Please print every one of the rows below word for word, changing nothing.

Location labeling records
_ _ _ _ _
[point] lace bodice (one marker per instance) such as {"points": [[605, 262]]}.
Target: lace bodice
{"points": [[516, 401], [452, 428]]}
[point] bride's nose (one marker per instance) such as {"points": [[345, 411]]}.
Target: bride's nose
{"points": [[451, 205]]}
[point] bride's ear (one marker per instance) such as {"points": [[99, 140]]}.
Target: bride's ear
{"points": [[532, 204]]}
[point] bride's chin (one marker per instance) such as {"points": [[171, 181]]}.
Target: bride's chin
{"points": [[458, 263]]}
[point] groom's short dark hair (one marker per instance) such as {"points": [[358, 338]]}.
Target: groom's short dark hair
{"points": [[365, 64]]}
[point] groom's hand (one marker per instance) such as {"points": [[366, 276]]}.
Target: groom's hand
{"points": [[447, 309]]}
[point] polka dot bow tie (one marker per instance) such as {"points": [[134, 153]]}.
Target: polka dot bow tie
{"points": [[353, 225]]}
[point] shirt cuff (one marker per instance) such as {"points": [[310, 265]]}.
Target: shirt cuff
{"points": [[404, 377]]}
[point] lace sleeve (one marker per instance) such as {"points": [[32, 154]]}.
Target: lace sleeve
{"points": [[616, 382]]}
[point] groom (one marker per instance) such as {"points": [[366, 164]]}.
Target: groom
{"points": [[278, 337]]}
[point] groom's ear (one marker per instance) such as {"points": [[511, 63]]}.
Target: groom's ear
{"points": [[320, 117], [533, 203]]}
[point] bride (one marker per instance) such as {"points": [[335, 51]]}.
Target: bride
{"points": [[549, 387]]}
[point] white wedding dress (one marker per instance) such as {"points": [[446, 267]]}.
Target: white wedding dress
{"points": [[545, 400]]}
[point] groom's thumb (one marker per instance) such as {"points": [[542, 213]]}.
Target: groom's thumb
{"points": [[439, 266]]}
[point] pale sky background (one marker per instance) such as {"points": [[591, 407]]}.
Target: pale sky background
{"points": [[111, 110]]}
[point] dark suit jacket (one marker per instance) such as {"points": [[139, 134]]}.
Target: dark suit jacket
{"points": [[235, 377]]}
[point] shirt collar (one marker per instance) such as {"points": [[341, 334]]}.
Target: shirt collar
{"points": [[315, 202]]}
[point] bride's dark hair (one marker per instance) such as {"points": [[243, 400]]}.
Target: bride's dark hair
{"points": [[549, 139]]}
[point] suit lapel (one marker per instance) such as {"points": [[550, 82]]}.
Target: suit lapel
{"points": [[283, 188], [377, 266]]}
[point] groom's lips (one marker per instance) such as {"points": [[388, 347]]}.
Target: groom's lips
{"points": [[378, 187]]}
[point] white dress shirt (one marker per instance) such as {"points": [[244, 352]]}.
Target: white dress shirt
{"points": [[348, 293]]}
_ _ _ _ _
▶ THE SOLUTION:
[point] lace bodice (one marker per instance) such as {"points": [[605, 262]]}.
Target: lace bodice
{"points": [[516, 401], [452, 428]]}
[point] bride's nose (one marker per instance) such as {"points": [[345, 411]]}.
Target: bride's nose
{"points": [[451, 205]]}
[point] bride's ear (one marker per instance) such as {"points": [[99, 140]]}.
Target: bride's ear
{"points": [[532, 204]]}
[point] bride's chin (one marker per instance) such as {"points": [[171, 181]]}.
Target: bride's chin
{"points": [[458, 263]]}
[point] groom's short dark hair (one marker per instance) such as {"points": [[358, 338]]}.
Target: groom's short dark hair
{"points": [[365, 64]]}
[point] groom's hand (one marker per instance) such as {"points": [[366, 276]]}.
Target: groom's hand
{"points": [[447, 309]]}
[point] polka dot bow tie (one marker per instance) such as {"points": [[134, 153]]}.
Target: polka dot bow tie
{"points": [[353, 225]]}
[point] shirt cuff (one marker per instance) such as {"points": [[310, 265]]}.
Target: shirt cuff
{"points": [[404, 377]]}
[point] lace sleeve (one marker per instance) such as {"points": [[32, 154]]}.
Target: lace sleeve
{"points": [[616, 382]]}
[point] groom (one marker per instance) such as {"points": [[366, 164]]}.
Target: groom
{"points": [[278, 337]]}
[point] groom's ear (one marker per instance) such as {"points": [[511, 63]]}.
Target: groom's ear
{"points": [[320, 117], [533, 203]]}
[point] bride (one marker per instance) such as {"points": [[335, 51]]}.
Target: bride
{"points": [[549, 387]]}
[point] white wedding dress (one marker per instance) such as {"points": [[446, 267]]}.
Target: white wedding dress
{"points": [[545, 400]]}
[point] groom's thumb (one marker per instance) such as {"points": [[542, 213]]}.
Target: groom's thumb
{"points": [[439, 266]]}
[point] pale sky background (one marker per instance) such as {"points": [[591, 407]]}.
Target: pale sky background
{"points": [[111, 110]]}
[point] dark suit jacket (one marker per instance) such as {"points": [[139, 134]]}.
Target: dark suit jacket
{"points": [[235, 377]]}
[point] shirt collar (one marker per instance) such as {"points": [[341, 334]]}.
Target: shirt collar
{"points": [[315, 202]]}
[point] bride's dark hair (one marker per instance) such as {"points": [[243, 400]]}.
Target: bride's dark hair
{"points": [[549, 139]]}
[point] suit lapel (one marker per instance) such as {"points": [[550, 82]]}.
Target: suit lapel
{"points": [[283, 188], [377, 266]]}
[point] groom's lips (one marker per instance) such as {"points": [[388, 347]]}.
Target: groom's lips
{"points": [[378, 187]]}
[point] white dress shirt (one marker per instance) such as {"points": [[244, 352]]}.
Target: white dress shirt
{"points": [[348, 293]]}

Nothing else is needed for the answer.